— begin —

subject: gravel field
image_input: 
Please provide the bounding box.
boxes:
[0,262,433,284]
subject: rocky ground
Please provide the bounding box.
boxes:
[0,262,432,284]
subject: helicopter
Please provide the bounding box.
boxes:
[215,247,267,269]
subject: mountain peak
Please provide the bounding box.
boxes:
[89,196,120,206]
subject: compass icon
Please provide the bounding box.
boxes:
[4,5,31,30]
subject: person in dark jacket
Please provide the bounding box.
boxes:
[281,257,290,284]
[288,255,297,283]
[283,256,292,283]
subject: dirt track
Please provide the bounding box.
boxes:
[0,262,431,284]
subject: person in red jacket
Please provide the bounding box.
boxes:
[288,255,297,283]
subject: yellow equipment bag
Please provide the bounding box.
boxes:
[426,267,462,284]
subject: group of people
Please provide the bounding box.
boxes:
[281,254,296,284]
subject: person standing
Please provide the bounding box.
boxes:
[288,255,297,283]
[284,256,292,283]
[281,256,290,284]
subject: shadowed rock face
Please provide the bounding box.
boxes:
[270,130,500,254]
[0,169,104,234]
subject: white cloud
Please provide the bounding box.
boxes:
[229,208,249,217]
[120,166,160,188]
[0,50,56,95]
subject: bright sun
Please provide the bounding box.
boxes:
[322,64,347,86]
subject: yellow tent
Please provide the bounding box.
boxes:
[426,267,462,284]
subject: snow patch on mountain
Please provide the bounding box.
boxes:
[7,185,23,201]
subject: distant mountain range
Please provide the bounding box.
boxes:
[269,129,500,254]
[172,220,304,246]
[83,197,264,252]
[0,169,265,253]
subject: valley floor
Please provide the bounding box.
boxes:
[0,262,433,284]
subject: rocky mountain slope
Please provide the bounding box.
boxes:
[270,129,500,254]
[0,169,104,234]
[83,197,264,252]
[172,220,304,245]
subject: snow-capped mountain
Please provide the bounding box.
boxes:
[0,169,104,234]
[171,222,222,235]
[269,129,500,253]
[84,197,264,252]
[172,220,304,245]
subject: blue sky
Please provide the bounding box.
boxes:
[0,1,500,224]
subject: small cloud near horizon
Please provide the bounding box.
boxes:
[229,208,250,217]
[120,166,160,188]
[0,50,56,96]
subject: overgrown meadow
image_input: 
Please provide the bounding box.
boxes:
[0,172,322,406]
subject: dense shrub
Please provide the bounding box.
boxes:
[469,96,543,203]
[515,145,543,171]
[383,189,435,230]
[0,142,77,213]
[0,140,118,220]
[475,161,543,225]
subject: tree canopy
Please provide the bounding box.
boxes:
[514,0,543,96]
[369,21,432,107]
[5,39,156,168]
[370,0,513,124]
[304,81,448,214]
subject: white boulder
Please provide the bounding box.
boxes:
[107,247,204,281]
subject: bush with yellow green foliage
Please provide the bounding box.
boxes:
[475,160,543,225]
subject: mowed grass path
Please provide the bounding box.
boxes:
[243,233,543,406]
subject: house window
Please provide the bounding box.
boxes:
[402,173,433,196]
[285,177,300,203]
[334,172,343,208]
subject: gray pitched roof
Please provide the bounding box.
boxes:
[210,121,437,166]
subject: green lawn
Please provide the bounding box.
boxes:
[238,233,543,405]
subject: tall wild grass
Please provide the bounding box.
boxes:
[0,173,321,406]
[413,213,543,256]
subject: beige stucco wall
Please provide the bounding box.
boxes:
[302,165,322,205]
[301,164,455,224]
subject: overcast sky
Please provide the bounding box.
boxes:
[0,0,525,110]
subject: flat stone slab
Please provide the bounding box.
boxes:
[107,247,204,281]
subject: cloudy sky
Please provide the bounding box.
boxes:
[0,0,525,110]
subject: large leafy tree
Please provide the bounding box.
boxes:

— end —

> [OBJECTIVE] Locate each line in the data above that contains the string "tree", treating uppercase and lowercase as different, and copy those lines in order.

> [EXERCISE OUTPUT]
subject: tree canopy
subject: large leafy tree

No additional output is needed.